## START Material shown
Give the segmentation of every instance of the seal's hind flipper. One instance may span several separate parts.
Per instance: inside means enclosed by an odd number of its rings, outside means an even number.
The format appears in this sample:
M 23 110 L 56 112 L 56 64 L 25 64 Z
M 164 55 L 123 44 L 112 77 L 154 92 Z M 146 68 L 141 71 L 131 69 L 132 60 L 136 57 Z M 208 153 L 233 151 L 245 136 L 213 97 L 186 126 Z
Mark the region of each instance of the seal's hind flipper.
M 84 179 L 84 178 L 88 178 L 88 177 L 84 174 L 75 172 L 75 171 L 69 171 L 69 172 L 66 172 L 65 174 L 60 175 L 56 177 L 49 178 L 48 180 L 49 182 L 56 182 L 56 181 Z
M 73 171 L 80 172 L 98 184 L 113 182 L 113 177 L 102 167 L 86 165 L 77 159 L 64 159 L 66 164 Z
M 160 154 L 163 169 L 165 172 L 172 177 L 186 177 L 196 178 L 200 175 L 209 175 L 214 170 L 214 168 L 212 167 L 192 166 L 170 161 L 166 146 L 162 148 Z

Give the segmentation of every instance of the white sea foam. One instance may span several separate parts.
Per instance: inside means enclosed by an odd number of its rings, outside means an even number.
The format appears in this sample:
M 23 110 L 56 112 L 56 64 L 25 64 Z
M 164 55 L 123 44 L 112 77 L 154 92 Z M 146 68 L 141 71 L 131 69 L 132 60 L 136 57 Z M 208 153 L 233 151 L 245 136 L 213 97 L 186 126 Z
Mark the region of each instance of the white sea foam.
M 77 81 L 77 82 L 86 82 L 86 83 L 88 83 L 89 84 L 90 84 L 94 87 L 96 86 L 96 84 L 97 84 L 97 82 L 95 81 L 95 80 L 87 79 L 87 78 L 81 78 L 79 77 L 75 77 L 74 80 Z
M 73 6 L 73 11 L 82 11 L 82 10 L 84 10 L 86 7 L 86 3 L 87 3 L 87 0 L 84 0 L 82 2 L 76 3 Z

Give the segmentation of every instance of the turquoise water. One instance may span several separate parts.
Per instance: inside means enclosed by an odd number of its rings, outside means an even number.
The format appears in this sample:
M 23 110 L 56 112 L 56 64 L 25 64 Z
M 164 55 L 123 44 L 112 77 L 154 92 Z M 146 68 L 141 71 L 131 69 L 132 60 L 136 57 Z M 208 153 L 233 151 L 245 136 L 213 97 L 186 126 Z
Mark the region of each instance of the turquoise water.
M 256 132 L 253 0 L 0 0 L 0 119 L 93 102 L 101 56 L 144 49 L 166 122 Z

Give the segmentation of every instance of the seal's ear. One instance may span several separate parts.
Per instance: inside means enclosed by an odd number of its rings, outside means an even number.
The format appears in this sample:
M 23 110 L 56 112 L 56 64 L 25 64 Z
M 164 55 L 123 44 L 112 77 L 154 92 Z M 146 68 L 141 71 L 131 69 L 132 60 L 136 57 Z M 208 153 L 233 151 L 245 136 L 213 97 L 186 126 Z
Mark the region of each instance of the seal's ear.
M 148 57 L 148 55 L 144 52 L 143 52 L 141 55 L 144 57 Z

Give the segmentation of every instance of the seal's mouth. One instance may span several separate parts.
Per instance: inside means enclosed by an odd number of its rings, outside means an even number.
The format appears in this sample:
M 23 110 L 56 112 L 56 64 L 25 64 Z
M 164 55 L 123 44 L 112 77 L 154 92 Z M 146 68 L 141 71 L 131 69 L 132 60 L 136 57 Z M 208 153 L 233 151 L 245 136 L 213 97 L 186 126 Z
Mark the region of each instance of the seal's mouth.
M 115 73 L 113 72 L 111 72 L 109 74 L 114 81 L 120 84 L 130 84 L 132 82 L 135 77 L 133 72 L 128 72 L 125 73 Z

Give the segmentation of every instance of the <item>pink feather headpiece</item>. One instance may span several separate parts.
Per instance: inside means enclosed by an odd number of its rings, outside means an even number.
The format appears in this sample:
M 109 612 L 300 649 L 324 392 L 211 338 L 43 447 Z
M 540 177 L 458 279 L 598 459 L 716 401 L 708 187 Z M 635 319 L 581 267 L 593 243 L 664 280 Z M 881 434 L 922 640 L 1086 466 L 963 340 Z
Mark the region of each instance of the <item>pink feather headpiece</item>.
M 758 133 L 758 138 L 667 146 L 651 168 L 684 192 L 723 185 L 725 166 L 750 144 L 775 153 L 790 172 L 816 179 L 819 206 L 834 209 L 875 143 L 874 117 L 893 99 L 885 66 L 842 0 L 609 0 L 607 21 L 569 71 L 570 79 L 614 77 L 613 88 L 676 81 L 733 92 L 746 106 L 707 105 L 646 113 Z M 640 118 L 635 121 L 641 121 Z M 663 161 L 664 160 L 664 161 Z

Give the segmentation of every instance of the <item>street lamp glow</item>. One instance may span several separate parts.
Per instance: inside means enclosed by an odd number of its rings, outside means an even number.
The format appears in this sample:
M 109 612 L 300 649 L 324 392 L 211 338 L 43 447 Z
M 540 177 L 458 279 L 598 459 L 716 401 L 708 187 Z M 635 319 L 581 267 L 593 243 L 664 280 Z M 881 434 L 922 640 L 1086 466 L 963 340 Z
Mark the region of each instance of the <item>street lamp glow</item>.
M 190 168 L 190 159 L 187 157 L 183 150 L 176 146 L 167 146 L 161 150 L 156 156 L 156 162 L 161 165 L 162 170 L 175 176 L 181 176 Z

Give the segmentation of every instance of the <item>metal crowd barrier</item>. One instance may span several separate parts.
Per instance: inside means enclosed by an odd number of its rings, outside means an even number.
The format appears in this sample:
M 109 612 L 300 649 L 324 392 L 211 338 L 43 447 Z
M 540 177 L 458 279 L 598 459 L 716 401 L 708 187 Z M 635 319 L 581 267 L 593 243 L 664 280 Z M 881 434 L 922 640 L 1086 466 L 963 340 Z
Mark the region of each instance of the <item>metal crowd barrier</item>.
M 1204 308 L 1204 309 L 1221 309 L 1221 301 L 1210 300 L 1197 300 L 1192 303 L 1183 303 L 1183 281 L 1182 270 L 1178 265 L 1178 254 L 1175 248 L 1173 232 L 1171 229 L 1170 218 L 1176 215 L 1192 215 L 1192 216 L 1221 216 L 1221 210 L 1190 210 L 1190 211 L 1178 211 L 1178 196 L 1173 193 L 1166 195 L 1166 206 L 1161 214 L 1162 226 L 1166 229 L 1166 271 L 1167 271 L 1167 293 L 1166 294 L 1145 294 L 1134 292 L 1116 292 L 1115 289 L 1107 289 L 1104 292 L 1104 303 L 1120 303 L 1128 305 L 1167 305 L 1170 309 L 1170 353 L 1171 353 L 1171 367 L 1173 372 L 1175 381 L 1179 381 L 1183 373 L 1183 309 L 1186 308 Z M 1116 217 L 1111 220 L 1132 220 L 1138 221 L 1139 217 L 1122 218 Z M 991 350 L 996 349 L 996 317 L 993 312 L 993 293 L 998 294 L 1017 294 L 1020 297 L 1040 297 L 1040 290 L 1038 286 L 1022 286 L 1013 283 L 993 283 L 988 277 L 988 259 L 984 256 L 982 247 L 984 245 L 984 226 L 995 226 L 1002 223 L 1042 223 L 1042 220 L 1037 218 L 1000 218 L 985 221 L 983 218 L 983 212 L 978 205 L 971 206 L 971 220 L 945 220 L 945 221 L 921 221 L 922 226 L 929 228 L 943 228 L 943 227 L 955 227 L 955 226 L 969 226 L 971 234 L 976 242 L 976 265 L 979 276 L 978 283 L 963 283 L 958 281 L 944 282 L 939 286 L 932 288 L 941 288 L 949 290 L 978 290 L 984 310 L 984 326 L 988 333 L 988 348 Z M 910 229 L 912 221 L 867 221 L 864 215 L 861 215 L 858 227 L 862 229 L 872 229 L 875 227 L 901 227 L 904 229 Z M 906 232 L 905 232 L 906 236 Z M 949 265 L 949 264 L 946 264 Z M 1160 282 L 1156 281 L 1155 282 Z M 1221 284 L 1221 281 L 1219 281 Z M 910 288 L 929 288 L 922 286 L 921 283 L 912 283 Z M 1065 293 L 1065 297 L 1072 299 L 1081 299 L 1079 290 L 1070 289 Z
## END Material shown
What you need to do: Count the lines in the entries above that contain the string "white", treating uppercase and lowercase as different, and reply with the number alone.

Result of this exercise: 2